TASK ITEM »
Among the records, which lines hold the word "coordinates"? Pick them out.

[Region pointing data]
▬▬▬▬▬▬

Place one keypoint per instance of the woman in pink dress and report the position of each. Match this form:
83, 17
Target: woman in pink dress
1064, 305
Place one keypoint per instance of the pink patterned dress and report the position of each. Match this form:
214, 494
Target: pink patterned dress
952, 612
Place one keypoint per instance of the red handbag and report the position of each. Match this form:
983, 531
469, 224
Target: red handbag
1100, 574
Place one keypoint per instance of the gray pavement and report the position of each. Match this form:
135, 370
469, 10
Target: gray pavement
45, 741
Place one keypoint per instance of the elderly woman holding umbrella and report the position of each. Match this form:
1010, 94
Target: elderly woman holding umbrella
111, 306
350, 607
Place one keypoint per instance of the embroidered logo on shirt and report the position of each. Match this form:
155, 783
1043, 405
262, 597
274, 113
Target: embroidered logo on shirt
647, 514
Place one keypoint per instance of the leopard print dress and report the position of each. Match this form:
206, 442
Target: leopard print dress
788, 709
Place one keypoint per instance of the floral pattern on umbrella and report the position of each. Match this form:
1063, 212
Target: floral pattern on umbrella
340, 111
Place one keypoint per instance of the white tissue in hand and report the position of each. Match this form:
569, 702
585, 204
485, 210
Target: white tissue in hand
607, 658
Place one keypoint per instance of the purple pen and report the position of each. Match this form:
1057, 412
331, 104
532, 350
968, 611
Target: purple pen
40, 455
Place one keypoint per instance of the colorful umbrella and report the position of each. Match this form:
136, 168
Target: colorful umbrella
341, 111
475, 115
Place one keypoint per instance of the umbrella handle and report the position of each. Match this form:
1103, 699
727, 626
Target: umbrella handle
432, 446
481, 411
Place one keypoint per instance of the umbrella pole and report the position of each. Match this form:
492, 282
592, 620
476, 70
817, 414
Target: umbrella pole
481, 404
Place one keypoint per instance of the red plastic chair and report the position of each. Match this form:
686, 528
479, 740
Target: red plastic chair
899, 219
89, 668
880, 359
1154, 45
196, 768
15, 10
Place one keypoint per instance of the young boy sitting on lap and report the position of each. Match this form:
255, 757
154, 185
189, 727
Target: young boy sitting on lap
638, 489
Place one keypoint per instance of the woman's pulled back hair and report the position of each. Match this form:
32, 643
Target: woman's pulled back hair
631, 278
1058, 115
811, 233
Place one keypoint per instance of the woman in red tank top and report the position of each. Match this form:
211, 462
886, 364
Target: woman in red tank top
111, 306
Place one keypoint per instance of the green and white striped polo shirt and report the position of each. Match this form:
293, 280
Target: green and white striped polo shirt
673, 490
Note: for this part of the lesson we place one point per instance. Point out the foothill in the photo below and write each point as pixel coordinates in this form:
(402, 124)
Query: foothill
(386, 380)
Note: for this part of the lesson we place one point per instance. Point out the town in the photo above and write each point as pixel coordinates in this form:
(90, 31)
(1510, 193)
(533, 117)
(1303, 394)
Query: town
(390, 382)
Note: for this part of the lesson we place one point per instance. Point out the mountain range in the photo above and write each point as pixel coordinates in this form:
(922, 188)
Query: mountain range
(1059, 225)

▬▬▬▬▬▬

RESPONSE »
Note: for this part of the lesson we place one point per instance. Point out the foothill in the photo below and write each point as pixel coordinates in this form:
Note: for this part of the lesson we place one point per instance. Point out the town in the photo above and write each point as pixel coordinates in this form:
Note: for this part of the lesson we place one point per instance. Point out the mountain range in the photo above and write each point as pixel coordinates in this form:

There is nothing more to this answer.